** Task to complete **
Using the text on vertical farming in Mexico, answer:
(a) How many Mexicans endured severe food insecurity in 2018?
(b) What are plants in vertical farms exposed to in order to produce the best yield?
(c) To what figure could Mexico's population rise by 2050?

** Supplied passage **
※ ※ ※
Mexico is a large country home to more than 130 million people. Of the population, roughly 44% live in poverty and about 10.4 million Mexicans endured severe food insecurity in 2018. COVID-19 worsens these issues, exacerbating concerns of food security and availability. Researchers are now studying the effects of vertical farming as new companies attempt to introduce vertical farming in Mexico.
What is Vertical Farming?
Vertical farming is a method of production in which crops are grown within stacked layers on top of one another. In contrast to traditional methods, where food grows across a singular plane such as a field, the vertical method enables fruits and vegetables to grow in more confined spaces, such as skyscrapers, multi-level warehouses and even shipping containers. In these environments, plants are exposed to artificial lighting and controlled temperatures to produce the best yield. The purpose of this method is to grow more food within smaller areas.
How Can Vertical Farms Help Mexico?
Vertical farming has gained traction in recent years because it gives people the opportunity to grow food in urban cities and areas where the population is rapidly increasing. Estimates indicate that Mexico’s population could rise to 150 million citizens by 2050, therefore, it is important to ensure that food production increases over the next several decades. While vertical farming allows growers to be closer to their consumers, it also alleviates some of the problems brought by agricultural farming. For example, Mexico loses billions of liters of water every year because of the poor irrigation of traditional farming methods. By introducing more vertical farms in Mexico, water waste in agriculture will drastically reduce.
※ ※ ※
** Supplied material **

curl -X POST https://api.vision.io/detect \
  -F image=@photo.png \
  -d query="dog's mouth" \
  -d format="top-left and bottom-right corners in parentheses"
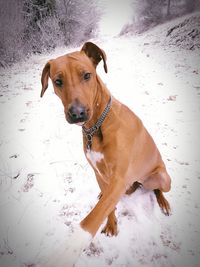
top-left (65, 114), bottom-right (88, 126)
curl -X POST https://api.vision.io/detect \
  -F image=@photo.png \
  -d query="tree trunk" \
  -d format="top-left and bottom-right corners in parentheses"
top-left (167, 0), bottom-right (171, 17)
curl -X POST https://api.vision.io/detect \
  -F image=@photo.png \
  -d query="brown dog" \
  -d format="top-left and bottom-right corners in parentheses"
top-left (41, 42), bottom-right (171, 245)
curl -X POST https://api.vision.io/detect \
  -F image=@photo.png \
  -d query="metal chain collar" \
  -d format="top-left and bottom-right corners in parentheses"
top-left (82, 96), bottom-right (112, 150)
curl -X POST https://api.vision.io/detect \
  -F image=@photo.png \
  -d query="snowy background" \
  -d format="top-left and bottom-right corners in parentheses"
top-left (0, 1), bottom-right (200, 267)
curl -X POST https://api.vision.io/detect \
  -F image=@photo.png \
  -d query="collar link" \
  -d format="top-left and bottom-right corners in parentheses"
※ ※ ※
** Answer to the problem **
(a) About 10.4 million.
(b) Artificial lighting and controlled temperatures.
(c) 150 million citizens.